#### Selected passage
^^^^

59. Although these data proxies might be relevant to credit assessments in some societies, they will be, at best, unhelpful distractions, or at worst damaging in others. For example, their deployment in some developing countries where much of the population might have no fixed address, may have had little formal education and may be self-employed would deny, in perpetuity, access to credit.
60. On the other hand, algorithms that analyse non-traditional forms of data could show that a person without a conventional credit history nevertheless could be a good risk – thus enabling human development.42
2. The problem of imperfect data
61. The raw material that fuels algorithms is data, but not all data is accurate, sufficiently comprehensive, up-to-date or reliable.43 The provenance of some data, for example taxation records, can usually readily be established, but their accuracy may vary from taxation agency to taxation agency within one State and between States. Other data sources may have been drawn from antiquated databases never properly cleansed or from insecure sources or where there have been inappropriate data entry and record-keeping standards.
62. The role of algorithms is to process data, and they ‘are therefore subject to a limitation shared by all types of data-processing, namely that the output can never exceed the input.44 The ‘garbage in/garbage out’ principle applies.
3. The choice of data
63. This risk is similar to that noted in the previous paragraph. Just as poor data produces poor outcomes, the selection of inappropriate or irrelevant data also produces outcomes that can be unreliable and misleading.

^^^^

#### Data block
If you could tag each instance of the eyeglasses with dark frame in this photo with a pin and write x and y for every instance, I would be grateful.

^^^^

#### Set of tasks
#1 According to the passage on algorithms and data, which qualities does not all data have? List them.
#2 Can you carry on the passage on algorithms and data, picking up right after its last sentence?

#### Task-by-task answers
#1
- Accurate
- Sufficiently comprehensive
- Up-to-date
- Reliable

#2
64. A significant amount of algorithmic processing involves inductive reasoning and identifying correlations between apparently disparate pieces of data. If the wrong data is used, any recommendations or decisions will be flawed.
4. Bias, discrimination and embedding disadvantage
65. Although some experts draw distinctions between bias and discrimination,45 the risks they pose in the context of Big Data are sufficiently similar to warrant them being discussed together.
66. Algorithms can be used for profiling, i.e., to ‘identify correlations and make predictions about behaviour at a group-level, albeit with groups (or profiles) that are constantly changing and redefined by the algorithm’ using machine learning:
Whether dynamic or static, the individual is comprehended based on connections with others identified by the algorithm, rather than actual behaviour. Individuals’ choices are structured according to information about the group. Profiling can inadvertently create an evidence-base that leads to discrimination.46
67. Some commentators have argued that advanced analytic techniques such as profiling intensify disadvantage. An example is predictive policing, which draws on the use of crime statistics and algorithmically based analysis to predict crime hotspots and make these priorities for law-enforcement agencies.47 As the hotspots are more heavily policed and often located in socially disadvantaged areas rather than where white-collar crime occurs, more policing tends to localise arrests and convictions. This leads to hotspot locations persisting and intensifying in a repeating cycle, exposing those who are disadvantaged to a higher risk of arrest and punishment under criminal law.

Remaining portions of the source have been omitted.